Stored data entries
════════
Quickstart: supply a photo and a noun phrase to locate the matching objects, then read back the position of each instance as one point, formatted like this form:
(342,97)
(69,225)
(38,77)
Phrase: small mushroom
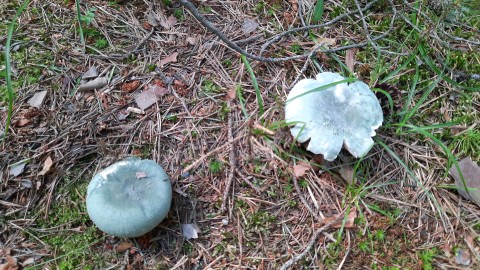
(340,115)
(129,198)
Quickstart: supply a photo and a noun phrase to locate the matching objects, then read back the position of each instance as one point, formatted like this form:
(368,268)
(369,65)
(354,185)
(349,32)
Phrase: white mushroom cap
(129,198)
(343,114)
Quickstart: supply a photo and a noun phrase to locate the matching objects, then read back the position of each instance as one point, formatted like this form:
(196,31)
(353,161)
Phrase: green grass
(8,68)
(255,85)
(69,232)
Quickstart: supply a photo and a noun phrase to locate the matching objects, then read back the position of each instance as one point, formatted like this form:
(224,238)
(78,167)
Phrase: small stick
(310,244)
(199,160)
(232,157)
(304,201)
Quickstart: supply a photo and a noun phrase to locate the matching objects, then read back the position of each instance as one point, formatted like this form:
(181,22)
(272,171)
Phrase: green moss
(74,234)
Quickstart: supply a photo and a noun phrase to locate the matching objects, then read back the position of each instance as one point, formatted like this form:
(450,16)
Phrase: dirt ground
(233,163)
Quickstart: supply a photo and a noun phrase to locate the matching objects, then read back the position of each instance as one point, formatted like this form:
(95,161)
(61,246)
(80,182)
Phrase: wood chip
(37,99)
(47,165)
(95,84)
(169,59)
(146,99)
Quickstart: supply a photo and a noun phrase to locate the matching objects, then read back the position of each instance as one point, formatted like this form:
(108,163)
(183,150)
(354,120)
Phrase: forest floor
(258,198)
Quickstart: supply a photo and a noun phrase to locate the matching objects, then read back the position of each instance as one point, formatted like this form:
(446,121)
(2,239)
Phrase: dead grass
(265,222)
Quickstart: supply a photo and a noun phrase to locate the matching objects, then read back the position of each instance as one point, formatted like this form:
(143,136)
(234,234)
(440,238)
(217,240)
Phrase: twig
(310,244)
(304,68)
(200,159)
(309,27)
(190,7)
(232,157)
(304,201)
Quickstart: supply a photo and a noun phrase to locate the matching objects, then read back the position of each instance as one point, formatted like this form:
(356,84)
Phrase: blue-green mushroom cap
(129,198)
(340,115)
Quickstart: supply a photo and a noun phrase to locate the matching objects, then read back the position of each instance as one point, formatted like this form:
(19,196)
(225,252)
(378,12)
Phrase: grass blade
(435,69)
(317,12)
(79,20)
(8,68)
(255,85)
(241,100)
(412,175)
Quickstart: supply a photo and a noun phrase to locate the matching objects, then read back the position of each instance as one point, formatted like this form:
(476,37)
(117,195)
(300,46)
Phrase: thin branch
(232,157)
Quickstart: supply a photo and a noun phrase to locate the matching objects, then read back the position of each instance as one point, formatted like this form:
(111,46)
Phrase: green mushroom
(129,198)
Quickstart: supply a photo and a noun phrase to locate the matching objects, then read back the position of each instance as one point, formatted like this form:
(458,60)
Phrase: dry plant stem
(233,160)
(309,27)
(190,7)
(309,246)
(304,68)
(304,201)
(216,150)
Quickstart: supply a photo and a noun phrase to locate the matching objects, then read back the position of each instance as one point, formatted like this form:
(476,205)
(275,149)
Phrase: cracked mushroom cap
(129,198)
(340,115)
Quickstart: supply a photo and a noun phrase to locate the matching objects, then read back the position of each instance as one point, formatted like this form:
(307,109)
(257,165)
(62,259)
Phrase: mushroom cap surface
(129,198)
(343,114)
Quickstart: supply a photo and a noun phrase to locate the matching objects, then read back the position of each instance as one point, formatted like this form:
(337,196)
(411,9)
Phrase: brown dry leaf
(22,122)
(145,99)
(130,86)
(47,164)
(123,246)
(301,168)
(350,59)
(158,90)
(171,58)
(10,265)
(37,99)
(294,4)
(327,41)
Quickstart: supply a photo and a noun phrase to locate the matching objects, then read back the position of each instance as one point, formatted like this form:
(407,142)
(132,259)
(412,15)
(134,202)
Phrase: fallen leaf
(130,86)
(301,168)
(190,231)
(327,41)
(348,174)
(349,222)
(471,174)
(37,99)
(47,164)
(17,169)
(146,99)
(249,26)
(169,59)
(350,59)
(10,265)
(123,246)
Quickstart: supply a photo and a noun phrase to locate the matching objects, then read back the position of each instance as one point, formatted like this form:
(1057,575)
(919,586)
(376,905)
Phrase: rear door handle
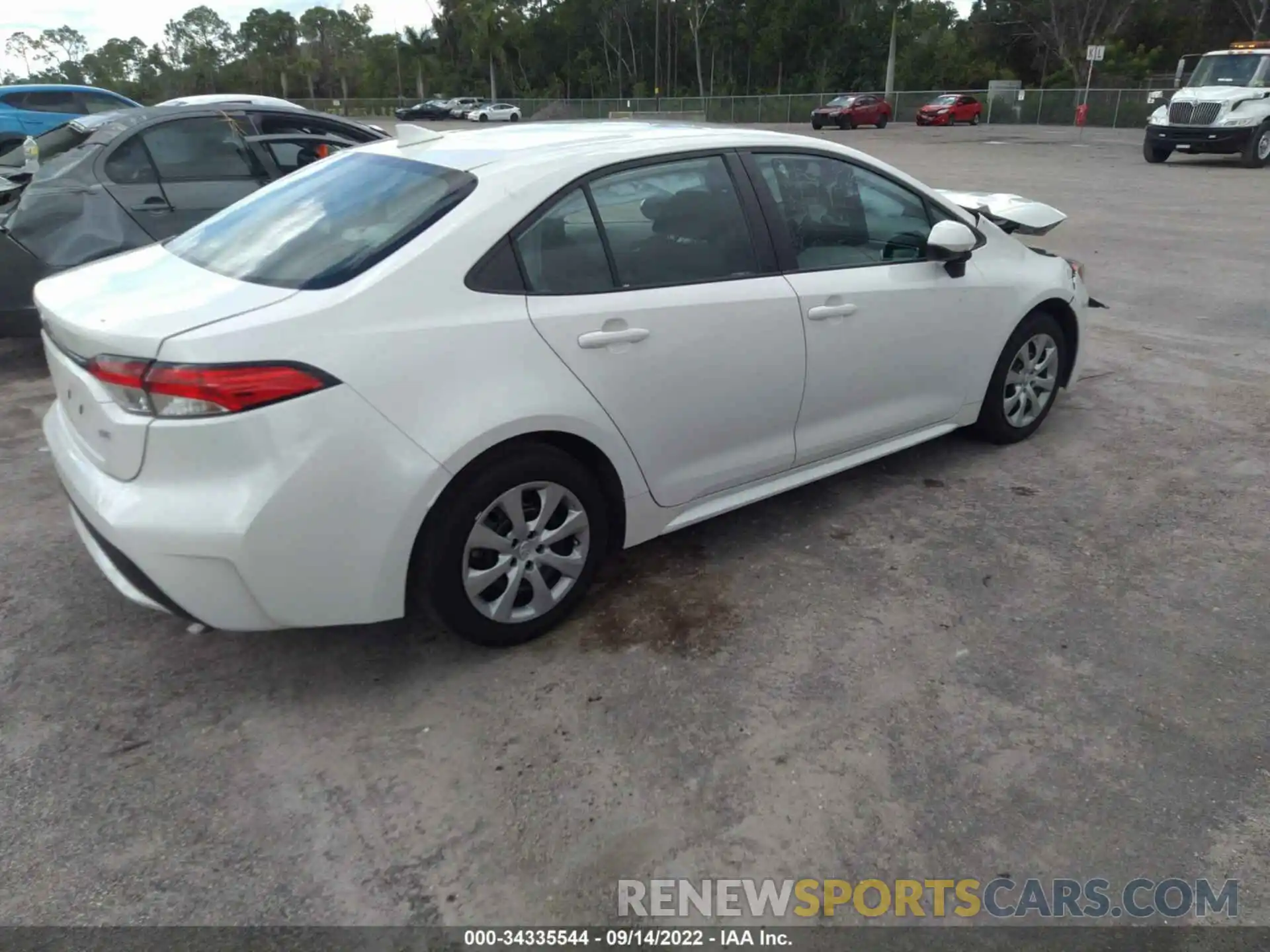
(153,205)
(603,338)
(825,311)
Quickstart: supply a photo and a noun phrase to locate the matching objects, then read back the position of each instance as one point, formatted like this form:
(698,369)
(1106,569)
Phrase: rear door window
(680,222)
(200,149)
(52,100)
(325,223)
(101,103)
(563,253)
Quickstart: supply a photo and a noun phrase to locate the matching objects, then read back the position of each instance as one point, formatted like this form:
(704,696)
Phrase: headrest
(690,215)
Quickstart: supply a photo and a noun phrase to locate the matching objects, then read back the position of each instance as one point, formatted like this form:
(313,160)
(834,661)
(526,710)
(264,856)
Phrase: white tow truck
(1223,108)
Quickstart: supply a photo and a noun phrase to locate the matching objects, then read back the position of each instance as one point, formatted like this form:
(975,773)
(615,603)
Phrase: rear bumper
(1201,139)
(300,514)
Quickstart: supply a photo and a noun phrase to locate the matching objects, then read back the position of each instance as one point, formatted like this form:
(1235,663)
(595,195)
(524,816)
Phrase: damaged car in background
(112,182)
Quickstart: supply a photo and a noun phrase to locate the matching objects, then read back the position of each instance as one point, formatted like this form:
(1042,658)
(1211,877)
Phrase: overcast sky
(146,18)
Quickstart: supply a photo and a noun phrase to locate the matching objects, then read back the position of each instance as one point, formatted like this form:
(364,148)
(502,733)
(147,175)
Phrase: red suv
(851,110)
(949,111)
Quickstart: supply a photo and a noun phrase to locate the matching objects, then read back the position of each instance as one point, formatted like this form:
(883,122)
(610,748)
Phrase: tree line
(575,48)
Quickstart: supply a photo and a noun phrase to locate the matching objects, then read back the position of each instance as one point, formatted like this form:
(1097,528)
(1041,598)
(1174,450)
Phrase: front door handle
(605,338)
(825,311)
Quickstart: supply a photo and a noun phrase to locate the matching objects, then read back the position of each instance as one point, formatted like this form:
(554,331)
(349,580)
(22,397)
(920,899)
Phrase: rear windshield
(325,223)
(54,143)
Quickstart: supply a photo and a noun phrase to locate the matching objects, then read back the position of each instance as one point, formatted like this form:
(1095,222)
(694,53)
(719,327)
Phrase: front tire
(515,546)
(1155,154)
(1025,382)
(1256,153)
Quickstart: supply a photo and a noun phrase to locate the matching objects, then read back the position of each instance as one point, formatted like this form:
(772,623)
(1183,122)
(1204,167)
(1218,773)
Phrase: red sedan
(949,111)
(853,110)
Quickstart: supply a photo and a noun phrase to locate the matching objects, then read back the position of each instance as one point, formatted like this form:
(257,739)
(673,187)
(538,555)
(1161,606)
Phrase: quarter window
(130,165)
(839,215)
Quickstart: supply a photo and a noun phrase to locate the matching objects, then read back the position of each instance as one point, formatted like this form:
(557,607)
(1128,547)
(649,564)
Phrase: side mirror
(952,243)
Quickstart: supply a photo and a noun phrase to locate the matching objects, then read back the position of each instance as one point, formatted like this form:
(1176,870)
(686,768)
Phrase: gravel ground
(1049,659)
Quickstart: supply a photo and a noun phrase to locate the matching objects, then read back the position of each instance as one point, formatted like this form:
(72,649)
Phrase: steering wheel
(907,240)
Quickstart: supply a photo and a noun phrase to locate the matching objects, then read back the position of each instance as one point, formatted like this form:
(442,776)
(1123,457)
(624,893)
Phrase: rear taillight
(158,389)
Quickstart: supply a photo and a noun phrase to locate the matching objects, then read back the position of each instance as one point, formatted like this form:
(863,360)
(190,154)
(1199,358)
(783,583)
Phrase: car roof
(579,145)
(245,98)
(111,125)
(58,87)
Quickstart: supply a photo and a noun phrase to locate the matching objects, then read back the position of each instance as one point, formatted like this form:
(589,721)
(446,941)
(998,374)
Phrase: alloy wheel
(1031,380)
(525,553)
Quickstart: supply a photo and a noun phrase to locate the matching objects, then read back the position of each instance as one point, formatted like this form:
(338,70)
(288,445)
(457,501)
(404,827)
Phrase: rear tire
(1256,153)
(1156,154)
(1011,411)
(444,557)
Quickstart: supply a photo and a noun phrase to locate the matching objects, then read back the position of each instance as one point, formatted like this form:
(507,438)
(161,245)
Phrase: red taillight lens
(202,390)
(125,380)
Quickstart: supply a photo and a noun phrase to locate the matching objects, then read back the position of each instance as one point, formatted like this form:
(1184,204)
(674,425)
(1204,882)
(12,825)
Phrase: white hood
(1217,95)
(1013,214)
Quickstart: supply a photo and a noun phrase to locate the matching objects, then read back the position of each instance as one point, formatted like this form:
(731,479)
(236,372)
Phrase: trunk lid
(127,305)
(1011,214)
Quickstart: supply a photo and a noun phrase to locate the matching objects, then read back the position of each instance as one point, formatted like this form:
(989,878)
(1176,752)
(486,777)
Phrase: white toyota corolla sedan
(455,370)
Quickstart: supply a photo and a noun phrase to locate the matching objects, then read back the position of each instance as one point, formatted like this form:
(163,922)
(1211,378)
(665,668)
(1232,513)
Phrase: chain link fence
(1109,108)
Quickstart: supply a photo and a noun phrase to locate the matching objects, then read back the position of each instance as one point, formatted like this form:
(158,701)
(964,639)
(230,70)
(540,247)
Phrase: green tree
(421,50)
(201,41)
(488,24)
(270,44)
(19,45)
(116,63)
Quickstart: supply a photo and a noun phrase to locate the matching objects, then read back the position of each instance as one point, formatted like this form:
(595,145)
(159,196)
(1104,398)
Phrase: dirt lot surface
(1043,660)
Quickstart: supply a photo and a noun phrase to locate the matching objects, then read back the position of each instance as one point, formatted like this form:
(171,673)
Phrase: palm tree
(421,48)
(308,65)
(488,23)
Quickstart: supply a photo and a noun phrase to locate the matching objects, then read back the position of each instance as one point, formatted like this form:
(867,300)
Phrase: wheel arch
(581,448)
(1062,313)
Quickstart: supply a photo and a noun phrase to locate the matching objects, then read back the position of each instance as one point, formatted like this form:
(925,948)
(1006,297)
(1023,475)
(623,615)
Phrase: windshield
(1232,70)
(320,226)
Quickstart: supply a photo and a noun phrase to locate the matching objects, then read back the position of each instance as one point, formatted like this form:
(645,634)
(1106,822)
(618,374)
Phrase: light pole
(890,58)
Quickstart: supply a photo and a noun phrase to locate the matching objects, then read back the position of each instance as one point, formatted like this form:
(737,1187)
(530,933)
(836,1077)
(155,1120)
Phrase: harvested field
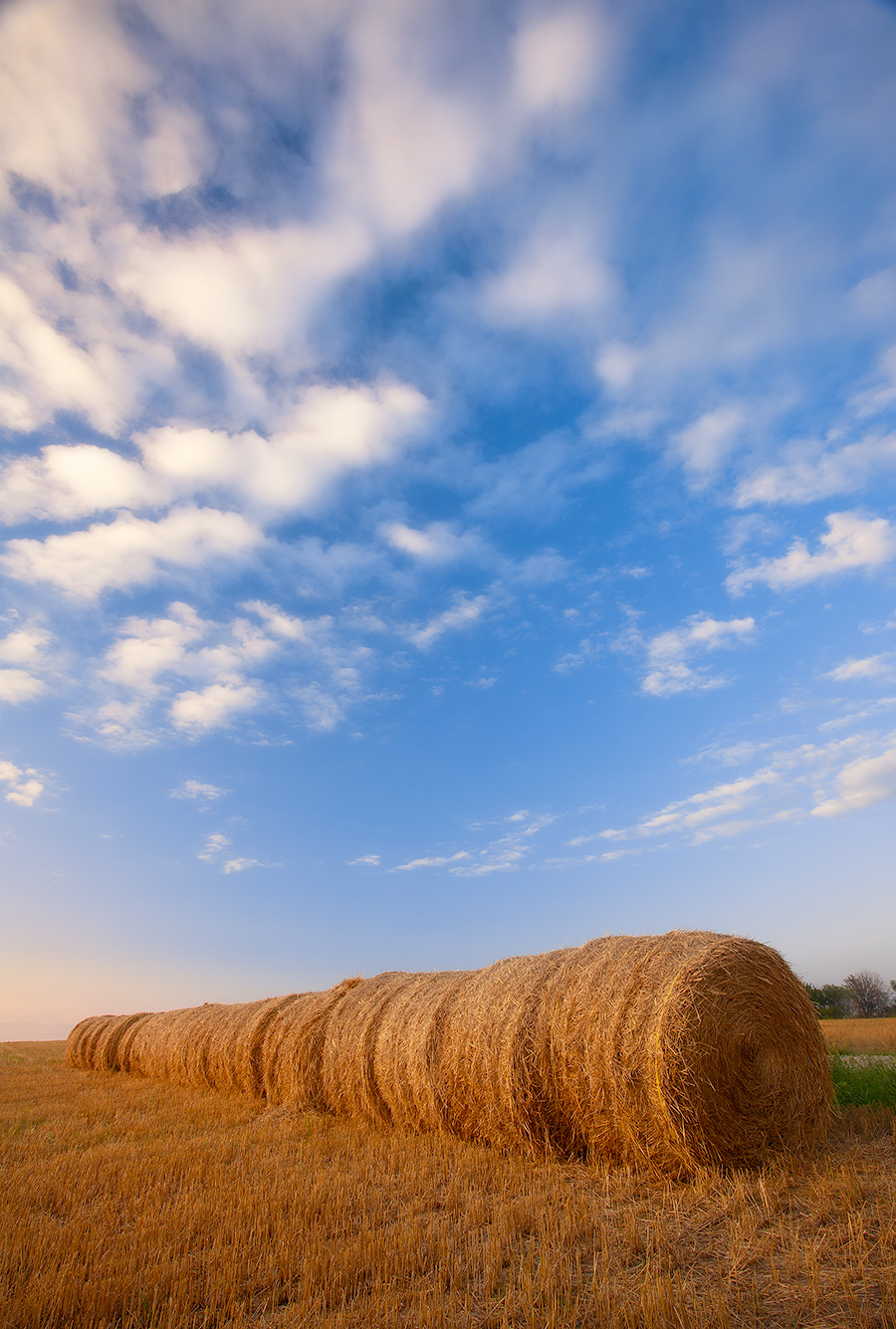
════════
Request: Locate each line in the entries above that contains the string "taillight", and copy every such line.

Answer in full:
Phrase: rear taillight
Phrase: red taillight lens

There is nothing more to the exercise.